◆ MATERIAL FOR THE TASK ◆

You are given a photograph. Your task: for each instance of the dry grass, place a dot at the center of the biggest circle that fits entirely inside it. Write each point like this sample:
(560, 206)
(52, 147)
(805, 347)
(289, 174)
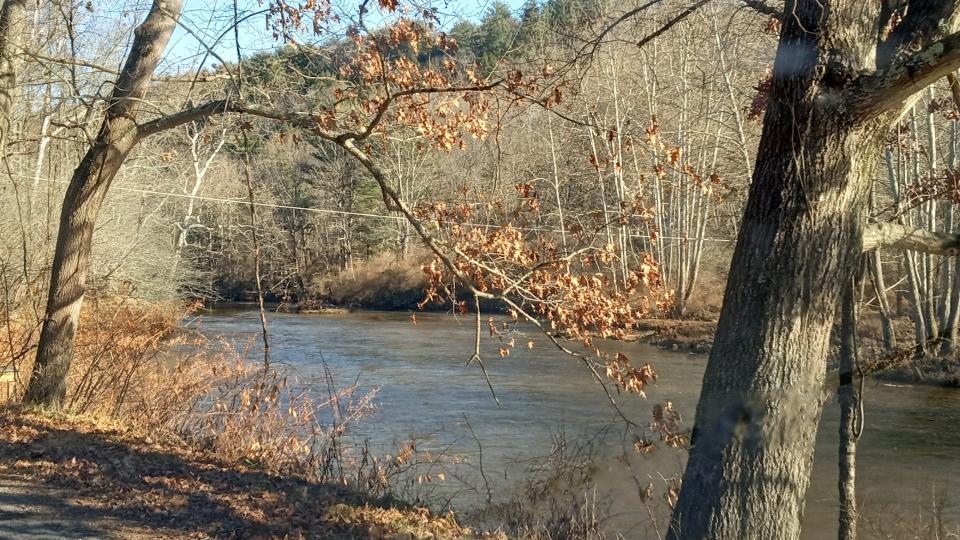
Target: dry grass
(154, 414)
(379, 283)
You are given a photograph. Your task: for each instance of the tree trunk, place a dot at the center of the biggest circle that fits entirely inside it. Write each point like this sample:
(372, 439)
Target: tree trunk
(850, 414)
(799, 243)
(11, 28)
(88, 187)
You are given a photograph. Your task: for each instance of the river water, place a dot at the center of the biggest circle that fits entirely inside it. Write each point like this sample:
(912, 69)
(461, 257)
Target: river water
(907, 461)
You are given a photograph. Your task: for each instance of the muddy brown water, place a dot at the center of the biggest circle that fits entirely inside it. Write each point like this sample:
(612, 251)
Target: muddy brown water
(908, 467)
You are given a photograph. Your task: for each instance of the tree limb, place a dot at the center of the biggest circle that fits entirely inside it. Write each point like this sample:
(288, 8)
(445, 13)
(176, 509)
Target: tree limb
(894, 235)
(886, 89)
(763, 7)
* * *
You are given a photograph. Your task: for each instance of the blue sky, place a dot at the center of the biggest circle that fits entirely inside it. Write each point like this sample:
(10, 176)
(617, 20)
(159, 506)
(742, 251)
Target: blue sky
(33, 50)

◆ EXERCISE GOAL ◆
Using the records above, report each line that contains the word "photograph" by copying it.

◆ YOUR SOLUTION ◆
You are given a photograph. Your task: for each instance of the dry grass, place a dot at the center of the biggest circle that fits entirely inside it. Write each point like this sample:
You are given a photograph. Your task: for each instance of the tree trunk, place a dot at the center of the biggest circle that fits entirely inside it. Write each point like this sample:
You are given a photograph. Your task: for each instance of the river water, place a dot at the center of the biggest circle that fits entirely inside it. Write each point like this sample:
You are given a photograph. Your task: for each instance of the muddy brown water, place a dot at the center of the biggest circle that fits entirely inside it. Write each point like this sample:
You are given a photograph. Your task: for each instance of the tree limb, place a dot at the center of the biggest circle that fits entirely inside it. Write each point like this sample:
You are given a photograph. Your task: for each instance of the blue sky, place a dot at the center of the biggest circle that fits entirely inside it. Write each point like this sample:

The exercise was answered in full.